### Exercise directions
The records are to be reproduced verbatim.

### Stored data
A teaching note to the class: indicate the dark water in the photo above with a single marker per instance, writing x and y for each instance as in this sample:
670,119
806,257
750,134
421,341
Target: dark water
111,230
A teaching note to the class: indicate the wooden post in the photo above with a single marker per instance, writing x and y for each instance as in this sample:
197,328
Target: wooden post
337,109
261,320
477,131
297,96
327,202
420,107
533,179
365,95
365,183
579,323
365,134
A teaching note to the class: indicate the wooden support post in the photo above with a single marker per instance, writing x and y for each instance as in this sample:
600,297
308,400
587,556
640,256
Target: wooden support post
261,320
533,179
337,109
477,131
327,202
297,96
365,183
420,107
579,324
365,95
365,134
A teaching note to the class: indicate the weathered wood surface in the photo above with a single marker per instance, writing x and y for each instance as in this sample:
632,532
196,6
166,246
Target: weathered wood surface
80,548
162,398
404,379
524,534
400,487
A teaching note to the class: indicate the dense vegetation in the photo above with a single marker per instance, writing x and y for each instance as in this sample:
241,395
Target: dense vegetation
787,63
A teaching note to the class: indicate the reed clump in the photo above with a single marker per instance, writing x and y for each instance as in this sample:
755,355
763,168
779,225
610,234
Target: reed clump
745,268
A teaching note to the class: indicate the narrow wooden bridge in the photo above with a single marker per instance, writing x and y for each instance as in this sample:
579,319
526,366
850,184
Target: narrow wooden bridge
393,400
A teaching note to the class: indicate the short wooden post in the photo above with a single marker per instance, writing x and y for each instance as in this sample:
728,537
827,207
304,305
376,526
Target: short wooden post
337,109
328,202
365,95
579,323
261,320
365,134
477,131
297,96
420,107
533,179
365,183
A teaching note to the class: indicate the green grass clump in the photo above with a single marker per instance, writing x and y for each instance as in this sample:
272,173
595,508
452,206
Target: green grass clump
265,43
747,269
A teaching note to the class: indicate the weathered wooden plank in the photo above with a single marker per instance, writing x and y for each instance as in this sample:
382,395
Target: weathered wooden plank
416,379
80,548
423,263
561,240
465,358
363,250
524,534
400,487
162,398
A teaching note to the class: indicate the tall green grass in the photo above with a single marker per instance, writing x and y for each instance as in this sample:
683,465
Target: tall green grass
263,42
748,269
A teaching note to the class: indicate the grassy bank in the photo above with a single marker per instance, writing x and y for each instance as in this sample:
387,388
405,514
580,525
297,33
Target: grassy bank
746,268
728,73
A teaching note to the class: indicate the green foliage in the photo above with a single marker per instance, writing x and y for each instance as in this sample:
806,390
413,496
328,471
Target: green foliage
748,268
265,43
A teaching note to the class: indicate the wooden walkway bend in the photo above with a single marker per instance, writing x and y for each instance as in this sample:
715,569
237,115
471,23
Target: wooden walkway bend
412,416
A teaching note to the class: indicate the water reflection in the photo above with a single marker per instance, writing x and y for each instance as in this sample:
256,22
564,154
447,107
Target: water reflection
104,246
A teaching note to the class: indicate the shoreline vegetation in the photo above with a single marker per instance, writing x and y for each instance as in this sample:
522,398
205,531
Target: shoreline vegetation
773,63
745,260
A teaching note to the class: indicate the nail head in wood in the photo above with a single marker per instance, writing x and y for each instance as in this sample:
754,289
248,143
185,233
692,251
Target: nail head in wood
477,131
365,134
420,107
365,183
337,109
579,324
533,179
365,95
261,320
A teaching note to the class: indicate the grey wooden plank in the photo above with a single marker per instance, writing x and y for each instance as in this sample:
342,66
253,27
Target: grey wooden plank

### Exercise answer
A teaching note to the class: indicate the dark water in the photo above with a single marker per instance, writing x and y for each instance as in this sample:
670,119
806,257
750,134
421,341
Target: dark water
111,230
A teaching note to the class: indicate the wooden post in the photo above with a single marker per instance, writing x and y for each instance as in this sample:
197,328
Target: wooden post
337,109
261,320
477,131
297,96
327,202
420,107
533,179
365,95
365,183
579,323
365,134
A teaching note to the class: indicate the wooden support post in the photo above with a single marker per instance, writing x and y for each instance as in this sample:
600,297
308,400
587,556
640,256
Target: wooden support post
261,320
533,179
337,109
477,131
327,202
297,96
365,183
420,107
579,324
365,95
365,134
A teaching note to the class: indicate the weathered wood surface in the photo above with a single marker per instance, writing x and y for each instance as in this sample:
632,532
196,6
166,246
Target: weathered wood surface
80,548
162,398
404,379
524,534
400,487
A teaching note to the class: indicate the dense vegetation in the photo above with a single marker per instance, writing x and y for each instance as in this sample:
241,395
Target: dense vegetation
787,63
A teaching note to the class: indicate the reed clump in the photo above with a single marker per instance, writing x and y for each instance as in this sample:
755,355
763,168
779,225
610,234
Target: reed clump
745,268
A teaching note to the class: indicate the narrow wooden bridge in the photo above with a single marker per instance, writing x and y for each instance as in this sample:
579,319
526,366
850,184
Target: narrow wooden bridge
393,400
A teaching note to the class: indicate the short wooden post in the photo above with a single marker per instance, writing x and y for each instance as in this sample:
728,537
827,207
304,305
376,526
Target: short wooden post
337,109
328,202
365,95
579,323
261,320
365,134
477,131
297,96
420,107
533,179
365,183
A teaching note to the class: indicate the green grass clump in the photo above with a single marker per instance, writing x and y for each instance as in this sample:
272,173
595,508
452,206
Target: green grass clump
265,43
747,269
A teaching note to the class: indicate the weathered wooden plank in the photo above with a single marker per instance, writing x and y for each instance as in this sample:
382,395
Target: weathered wooden plank
416,379
80,548
423,263
561,240
465,358
363,250
524,534
400,487
162,398
A teaching note to the class: indicate the tall green grass in the photo above with a single marker per instance, writing x and y for each instance as in this sample:
683,465
Target: tall green grass
263,42
748,269
A teaching note to the class: indicate the grassy bank in the photo above with a single marker per instance, writing x and y for each instance as in this sample:
387,388
405,514
580,525
297,33
Target: grassy bank
746,268
728,73
A teaching note to the class: indicate the green foliage in the photo above with a single marker per instance, writing x and y for each instance as in this sample:
806,390
413,496
328,471
Target: green foliage
748,268
265,43
A teaching note to the class: indicate the wooden walkway bend in the photo above with a single marker per instance, writing x and y for each instance as in this sample:
715,569
237,115
471,23
Target: wooden walkway bend
412,416
A teaching note to the class: indicate the water reflection in the photo above with a single marker per instance, writing x and y for each instance as in this sample:
256,22
564,154
447,107
Target: water reflection
104,246
A teaching note to the class: indicate the shoreline vegetation in the photo above with a single marker per instance, writing x and y for each instance as in this sample:
522,398
205,531
Target: shoreline vegetation
773,63
745,260
A teaching note to the class: indicate the nail head in wood in the photo above with a single marker per instance, writing x and y for each instance as in this sample:
754,289
248,143
185,233
692,251
Target: nail head in wood
477,131
365,134
420,107
365,183
337,109
579,324
533,179
365,95
261,320
A teaching note to the class: indicate the grey wooden plank in the photo above with a single marker per instance, writing x and y for each instance as in this sample:
342,66
253,27
Target: grey wooden plank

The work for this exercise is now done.